=== PROMPT ===
Which of the lines below holds the string "palm"? Copy every line that does.

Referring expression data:

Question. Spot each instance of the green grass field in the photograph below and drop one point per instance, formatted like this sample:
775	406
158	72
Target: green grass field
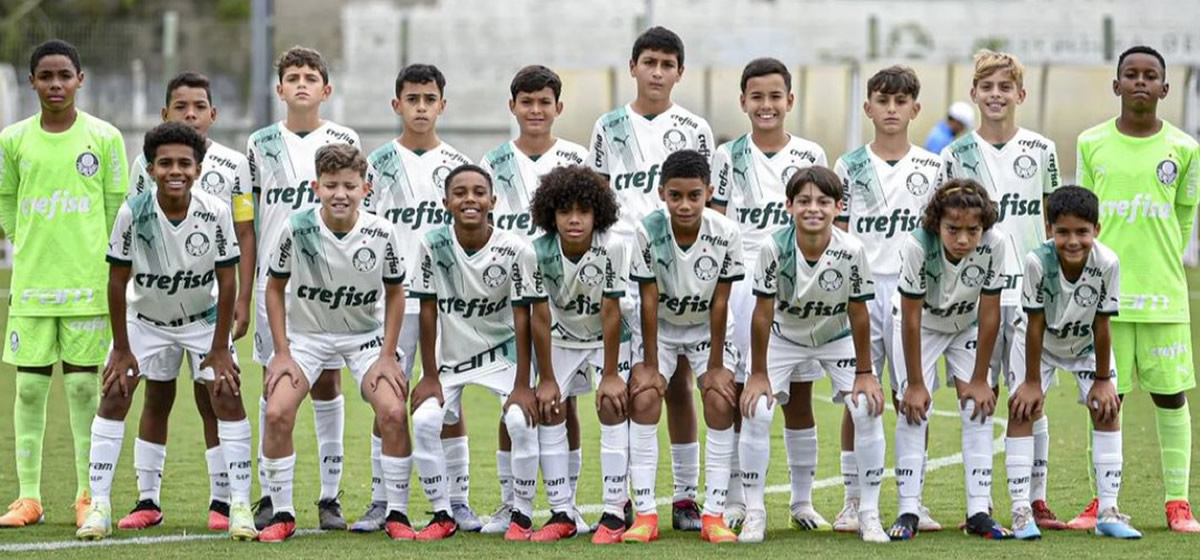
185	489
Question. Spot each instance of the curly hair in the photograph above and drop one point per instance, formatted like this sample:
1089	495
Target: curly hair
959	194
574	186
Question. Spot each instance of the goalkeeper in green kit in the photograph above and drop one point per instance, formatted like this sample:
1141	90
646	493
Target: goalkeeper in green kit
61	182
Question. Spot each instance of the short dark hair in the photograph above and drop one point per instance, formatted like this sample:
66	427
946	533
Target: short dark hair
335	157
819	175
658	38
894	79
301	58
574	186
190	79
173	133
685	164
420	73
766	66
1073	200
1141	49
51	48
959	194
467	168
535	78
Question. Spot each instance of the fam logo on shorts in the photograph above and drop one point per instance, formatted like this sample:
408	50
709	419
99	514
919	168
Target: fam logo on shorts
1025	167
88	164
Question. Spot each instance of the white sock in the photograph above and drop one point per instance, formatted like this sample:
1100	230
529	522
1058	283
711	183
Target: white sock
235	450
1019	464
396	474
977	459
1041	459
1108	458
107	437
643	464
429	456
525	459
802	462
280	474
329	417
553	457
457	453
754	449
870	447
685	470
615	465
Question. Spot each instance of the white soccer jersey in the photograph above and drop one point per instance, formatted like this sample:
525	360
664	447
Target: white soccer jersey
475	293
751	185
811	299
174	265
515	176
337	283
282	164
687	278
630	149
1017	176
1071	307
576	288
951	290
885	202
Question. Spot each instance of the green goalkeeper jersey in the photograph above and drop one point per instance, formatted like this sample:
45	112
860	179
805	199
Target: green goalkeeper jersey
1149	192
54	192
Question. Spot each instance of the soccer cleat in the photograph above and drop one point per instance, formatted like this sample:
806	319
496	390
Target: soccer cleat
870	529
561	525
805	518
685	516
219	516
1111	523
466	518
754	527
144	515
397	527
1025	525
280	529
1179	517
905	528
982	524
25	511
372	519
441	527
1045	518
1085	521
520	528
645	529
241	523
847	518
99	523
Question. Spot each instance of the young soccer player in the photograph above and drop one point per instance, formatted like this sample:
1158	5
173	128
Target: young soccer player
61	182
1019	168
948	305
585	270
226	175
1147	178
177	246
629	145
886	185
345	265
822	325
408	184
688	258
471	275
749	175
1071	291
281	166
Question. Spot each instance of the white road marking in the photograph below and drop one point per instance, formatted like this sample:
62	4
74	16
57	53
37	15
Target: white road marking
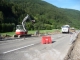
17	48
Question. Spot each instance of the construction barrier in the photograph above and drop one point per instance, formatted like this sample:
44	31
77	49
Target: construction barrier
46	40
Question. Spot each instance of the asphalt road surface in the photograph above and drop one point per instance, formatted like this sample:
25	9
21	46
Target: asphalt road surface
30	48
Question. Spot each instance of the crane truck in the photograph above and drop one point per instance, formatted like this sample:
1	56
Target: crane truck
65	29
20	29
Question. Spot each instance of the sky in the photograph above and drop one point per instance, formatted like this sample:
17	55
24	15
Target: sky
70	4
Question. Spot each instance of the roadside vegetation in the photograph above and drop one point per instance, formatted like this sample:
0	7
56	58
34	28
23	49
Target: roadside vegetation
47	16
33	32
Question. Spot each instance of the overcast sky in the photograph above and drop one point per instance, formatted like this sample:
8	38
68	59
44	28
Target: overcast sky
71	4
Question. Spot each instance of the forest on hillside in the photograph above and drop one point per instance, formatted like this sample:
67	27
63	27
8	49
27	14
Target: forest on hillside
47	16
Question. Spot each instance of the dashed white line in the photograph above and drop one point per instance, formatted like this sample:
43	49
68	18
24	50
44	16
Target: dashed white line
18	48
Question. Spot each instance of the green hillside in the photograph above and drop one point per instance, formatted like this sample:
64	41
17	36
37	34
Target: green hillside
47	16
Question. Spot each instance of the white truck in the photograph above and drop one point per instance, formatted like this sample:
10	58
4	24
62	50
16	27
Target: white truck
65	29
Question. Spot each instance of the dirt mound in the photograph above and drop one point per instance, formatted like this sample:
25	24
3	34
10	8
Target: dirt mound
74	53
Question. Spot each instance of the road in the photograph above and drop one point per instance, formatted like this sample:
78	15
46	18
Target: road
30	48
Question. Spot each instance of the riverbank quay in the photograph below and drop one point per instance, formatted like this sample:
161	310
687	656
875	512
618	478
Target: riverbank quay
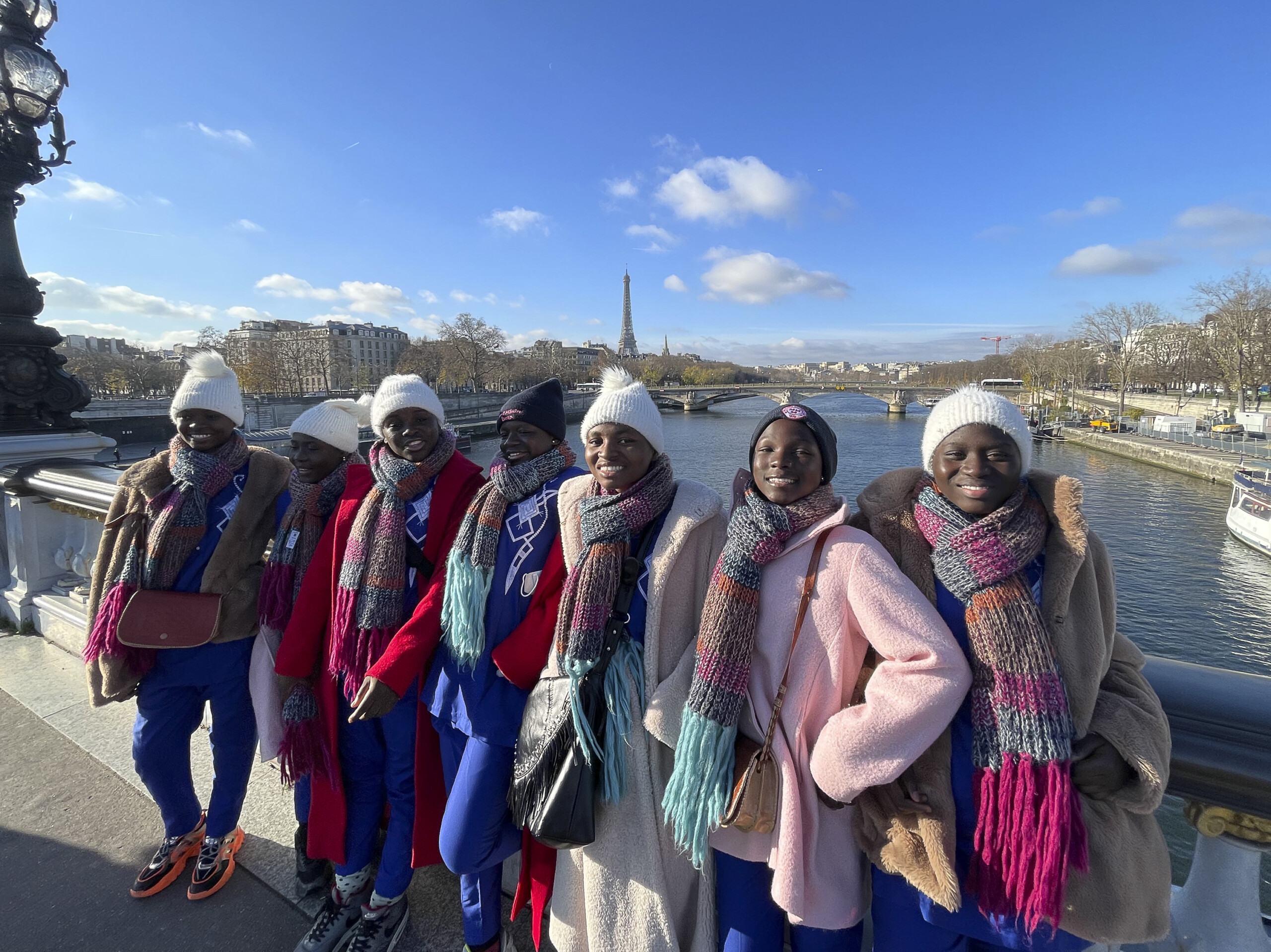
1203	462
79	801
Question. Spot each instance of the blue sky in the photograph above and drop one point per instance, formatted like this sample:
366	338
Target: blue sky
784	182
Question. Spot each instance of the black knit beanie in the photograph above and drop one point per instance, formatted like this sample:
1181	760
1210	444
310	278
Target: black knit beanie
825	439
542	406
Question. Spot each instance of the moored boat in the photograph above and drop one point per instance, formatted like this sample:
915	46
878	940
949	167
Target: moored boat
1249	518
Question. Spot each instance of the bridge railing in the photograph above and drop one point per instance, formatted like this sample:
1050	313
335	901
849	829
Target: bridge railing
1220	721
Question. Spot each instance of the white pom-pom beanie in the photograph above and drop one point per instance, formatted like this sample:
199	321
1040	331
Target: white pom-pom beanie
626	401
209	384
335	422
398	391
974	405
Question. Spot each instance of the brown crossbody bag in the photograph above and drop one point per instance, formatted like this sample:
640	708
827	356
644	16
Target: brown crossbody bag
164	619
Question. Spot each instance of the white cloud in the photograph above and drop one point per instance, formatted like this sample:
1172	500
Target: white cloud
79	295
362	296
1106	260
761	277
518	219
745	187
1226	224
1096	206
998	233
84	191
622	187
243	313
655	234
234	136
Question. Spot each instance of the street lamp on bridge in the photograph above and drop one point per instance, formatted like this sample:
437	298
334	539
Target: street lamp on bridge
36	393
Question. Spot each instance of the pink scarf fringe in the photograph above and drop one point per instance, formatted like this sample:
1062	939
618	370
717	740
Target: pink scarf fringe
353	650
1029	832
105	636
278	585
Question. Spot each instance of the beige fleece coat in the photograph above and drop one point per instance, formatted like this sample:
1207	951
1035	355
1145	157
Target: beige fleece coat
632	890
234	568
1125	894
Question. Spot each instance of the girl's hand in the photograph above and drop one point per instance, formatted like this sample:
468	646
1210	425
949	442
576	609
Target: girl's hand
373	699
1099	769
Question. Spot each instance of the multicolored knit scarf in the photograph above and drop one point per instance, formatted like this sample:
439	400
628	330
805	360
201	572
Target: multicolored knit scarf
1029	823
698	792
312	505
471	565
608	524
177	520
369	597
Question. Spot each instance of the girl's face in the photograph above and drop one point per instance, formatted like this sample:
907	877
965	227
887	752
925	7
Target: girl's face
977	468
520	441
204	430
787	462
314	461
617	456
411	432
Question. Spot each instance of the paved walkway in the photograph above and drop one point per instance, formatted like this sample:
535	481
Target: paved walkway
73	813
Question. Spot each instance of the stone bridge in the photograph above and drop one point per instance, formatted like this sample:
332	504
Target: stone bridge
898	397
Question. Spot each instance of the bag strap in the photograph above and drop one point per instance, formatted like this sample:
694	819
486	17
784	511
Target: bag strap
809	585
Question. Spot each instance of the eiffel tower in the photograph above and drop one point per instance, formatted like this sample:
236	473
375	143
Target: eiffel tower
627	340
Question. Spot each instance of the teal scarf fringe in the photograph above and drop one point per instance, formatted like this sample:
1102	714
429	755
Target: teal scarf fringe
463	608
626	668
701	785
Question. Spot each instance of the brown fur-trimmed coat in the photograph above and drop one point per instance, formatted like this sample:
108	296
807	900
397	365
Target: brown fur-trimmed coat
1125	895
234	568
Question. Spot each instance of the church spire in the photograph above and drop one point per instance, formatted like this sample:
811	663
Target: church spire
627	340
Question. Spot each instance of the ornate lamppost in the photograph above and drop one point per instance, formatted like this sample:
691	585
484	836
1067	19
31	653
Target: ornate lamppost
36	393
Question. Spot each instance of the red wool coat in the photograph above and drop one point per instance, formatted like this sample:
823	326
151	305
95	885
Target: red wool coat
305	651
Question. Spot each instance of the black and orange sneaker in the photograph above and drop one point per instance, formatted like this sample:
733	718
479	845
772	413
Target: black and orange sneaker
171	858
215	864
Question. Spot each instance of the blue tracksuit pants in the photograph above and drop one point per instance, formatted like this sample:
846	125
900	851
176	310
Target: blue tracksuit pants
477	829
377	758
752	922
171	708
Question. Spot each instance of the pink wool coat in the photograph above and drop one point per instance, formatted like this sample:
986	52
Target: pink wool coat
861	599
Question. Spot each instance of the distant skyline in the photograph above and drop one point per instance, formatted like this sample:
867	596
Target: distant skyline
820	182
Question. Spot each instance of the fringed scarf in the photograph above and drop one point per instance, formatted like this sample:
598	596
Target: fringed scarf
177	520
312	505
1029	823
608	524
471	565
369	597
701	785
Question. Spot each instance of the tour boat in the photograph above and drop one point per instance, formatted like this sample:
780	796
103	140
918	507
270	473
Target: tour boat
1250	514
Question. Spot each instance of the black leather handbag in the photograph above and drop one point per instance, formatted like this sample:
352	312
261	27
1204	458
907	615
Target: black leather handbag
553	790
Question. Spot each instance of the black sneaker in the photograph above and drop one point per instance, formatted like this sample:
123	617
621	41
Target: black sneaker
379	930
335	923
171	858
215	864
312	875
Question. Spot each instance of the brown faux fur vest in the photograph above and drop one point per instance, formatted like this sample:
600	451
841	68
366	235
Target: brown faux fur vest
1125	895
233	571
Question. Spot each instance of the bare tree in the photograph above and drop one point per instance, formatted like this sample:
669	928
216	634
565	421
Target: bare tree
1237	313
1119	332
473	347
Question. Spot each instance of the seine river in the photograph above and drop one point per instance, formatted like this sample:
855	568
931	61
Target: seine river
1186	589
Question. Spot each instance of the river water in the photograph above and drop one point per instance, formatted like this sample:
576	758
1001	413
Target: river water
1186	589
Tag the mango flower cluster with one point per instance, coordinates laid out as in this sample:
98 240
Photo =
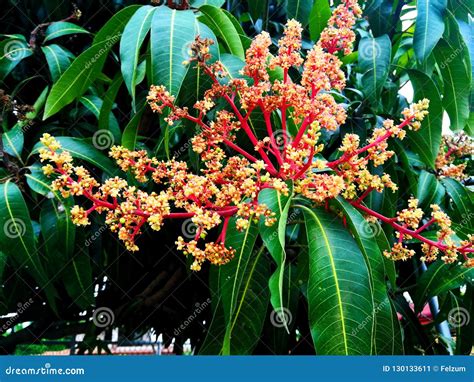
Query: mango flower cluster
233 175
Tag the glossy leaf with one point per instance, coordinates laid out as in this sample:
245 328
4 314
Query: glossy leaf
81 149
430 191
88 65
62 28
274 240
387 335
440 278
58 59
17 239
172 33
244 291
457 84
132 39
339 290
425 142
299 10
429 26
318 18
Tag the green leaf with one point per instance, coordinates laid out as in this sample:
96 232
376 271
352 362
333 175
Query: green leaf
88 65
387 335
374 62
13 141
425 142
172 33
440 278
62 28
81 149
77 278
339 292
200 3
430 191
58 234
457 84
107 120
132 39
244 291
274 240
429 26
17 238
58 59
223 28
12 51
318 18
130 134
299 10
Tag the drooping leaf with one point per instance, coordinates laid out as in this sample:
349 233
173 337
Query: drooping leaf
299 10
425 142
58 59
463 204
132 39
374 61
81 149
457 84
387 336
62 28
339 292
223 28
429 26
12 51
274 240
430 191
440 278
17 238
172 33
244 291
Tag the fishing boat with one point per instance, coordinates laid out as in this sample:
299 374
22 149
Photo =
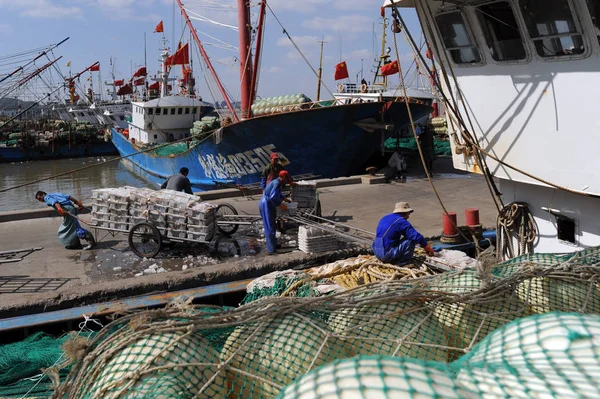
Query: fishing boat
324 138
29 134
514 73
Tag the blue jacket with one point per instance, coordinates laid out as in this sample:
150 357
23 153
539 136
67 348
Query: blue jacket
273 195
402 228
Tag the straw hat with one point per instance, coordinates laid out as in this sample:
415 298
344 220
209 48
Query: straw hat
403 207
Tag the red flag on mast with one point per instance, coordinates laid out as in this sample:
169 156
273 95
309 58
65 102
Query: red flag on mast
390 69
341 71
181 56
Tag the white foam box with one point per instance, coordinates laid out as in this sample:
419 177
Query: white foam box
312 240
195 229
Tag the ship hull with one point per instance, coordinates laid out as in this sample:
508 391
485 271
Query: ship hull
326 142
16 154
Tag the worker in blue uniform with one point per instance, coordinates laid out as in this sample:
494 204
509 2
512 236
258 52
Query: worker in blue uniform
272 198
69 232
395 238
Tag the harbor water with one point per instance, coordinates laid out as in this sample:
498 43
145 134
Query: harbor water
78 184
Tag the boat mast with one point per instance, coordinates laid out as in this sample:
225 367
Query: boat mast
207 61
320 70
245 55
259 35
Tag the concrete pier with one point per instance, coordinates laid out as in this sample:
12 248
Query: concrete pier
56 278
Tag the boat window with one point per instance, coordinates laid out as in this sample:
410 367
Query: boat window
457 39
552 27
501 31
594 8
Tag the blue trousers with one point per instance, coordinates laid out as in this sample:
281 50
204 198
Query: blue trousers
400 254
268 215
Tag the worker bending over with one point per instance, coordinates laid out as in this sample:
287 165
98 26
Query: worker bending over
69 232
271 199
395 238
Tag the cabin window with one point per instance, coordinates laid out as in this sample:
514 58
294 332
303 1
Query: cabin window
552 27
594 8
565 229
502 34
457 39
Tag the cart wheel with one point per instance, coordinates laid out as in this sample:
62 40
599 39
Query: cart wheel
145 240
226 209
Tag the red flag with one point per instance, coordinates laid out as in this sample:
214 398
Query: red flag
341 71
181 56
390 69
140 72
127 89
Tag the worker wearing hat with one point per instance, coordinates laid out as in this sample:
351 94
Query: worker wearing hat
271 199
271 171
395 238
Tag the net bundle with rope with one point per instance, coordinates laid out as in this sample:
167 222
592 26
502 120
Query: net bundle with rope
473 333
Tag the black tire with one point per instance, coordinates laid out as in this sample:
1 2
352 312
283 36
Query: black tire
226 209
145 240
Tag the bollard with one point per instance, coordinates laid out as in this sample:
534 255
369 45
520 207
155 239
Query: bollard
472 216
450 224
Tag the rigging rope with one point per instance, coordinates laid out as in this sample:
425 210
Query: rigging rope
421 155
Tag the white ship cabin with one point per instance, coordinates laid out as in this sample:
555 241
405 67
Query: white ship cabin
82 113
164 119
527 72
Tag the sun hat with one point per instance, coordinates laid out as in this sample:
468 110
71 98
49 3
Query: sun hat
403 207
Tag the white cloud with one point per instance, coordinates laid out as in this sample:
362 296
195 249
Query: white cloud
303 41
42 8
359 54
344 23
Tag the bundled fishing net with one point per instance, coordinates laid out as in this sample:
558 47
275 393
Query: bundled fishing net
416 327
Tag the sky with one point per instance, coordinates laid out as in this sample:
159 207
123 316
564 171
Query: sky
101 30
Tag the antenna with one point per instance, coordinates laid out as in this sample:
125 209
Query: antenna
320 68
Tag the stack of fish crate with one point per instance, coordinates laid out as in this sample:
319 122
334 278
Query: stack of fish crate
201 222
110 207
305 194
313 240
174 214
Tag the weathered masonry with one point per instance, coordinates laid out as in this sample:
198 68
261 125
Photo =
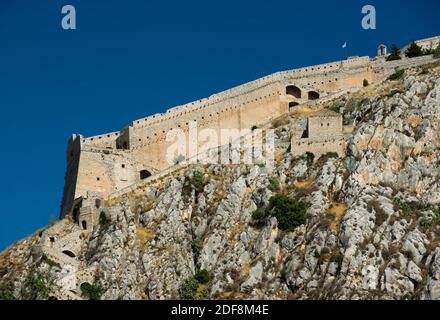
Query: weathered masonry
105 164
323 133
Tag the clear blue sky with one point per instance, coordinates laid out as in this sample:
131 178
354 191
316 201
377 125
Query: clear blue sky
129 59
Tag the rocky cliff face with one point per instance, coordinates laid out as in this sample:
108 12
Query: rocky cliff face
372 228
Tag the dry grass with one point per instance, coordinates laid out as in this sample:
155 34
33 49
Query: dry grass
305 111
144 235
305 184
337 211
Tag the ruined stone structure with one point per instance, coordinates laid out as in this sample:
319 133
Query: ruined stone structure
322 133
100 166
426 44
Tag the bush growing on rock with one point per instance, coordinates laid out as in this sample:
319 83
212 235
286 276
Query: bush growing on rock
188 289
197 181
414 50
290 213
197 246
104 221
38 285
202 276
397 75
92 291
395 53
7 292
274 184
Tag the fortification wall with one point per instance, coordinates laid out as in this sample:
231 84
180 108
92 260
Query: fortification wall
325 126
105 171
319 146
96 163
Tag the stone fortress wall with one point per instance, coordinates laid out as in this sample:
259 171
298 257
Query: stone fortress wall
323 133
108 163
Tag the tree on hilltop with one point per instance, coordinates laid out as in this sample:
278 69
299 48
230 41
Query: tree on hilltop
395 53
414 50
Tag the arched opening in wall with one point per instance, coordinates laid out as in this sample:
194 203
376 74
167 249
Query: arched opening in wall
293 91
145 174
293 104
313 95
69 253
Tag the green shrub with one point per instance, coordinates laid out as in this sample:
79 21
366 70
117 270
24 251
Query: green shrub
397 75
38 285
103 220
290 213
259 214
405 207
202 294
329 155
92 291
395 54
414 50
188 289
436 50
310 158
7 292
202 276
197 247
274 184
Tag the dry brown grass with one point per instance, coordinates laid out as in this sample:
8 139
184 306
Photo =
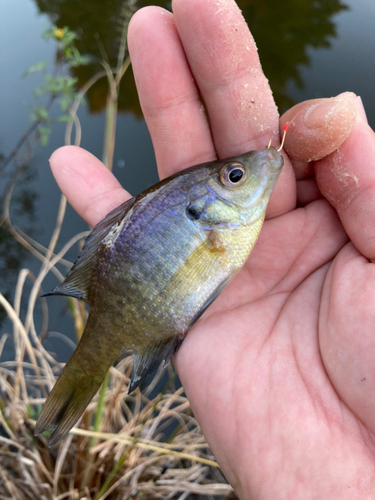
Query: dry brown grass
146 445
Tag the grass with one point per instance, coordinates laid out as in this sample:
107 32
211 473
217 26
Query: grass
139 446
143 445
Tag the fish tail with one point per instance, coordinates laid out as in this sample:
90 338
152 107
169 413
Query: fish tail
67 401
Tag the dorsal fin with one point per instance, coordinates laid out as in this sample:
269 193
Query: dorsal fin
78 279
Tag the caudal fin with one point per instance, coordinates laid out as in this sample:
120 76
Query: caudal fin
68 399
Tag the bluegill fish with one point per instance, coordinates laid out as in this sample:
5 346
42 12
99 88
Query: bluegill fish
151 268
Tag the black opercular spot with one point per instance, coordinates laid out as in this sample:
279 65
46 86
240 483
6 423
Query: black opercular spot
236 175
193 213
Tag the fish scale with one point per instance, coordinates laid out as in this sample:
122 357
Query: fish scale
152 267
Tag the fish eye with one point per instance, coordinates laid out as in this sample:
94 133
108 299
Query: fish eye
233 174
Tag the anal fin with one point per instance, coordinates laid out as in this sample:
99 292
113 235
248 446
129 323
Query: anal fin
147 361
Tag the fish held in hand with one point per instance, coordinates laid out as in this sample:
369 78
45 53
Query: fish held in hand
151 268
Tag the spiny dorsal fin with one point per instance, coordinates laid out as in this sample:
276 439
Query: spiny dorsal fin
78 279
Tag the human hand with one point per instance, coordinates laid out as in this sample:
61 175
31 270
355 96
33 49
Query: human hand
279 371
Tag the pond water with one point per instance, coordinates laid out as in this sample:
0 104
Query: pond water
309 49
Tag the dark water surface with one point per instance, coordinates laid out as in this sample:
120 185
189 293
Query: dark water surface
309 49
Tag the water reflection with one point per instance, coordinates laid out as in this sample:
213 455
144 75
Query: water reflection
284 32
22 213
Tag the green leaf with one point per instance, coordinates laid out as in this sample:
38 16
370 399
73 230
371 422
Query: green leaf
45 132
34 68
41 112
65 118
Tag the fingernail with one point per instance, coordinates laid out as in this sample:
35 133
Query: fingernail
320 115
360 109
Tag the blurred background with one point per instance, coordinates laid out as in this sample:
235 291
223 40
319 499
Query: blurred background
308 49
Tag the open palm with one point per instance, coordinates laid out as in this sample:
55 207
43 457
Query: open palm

=== RESULT OF THE TASK ===
Tag the open palm with one point per instance, coordinates laid out as in this sample:
Query: open palm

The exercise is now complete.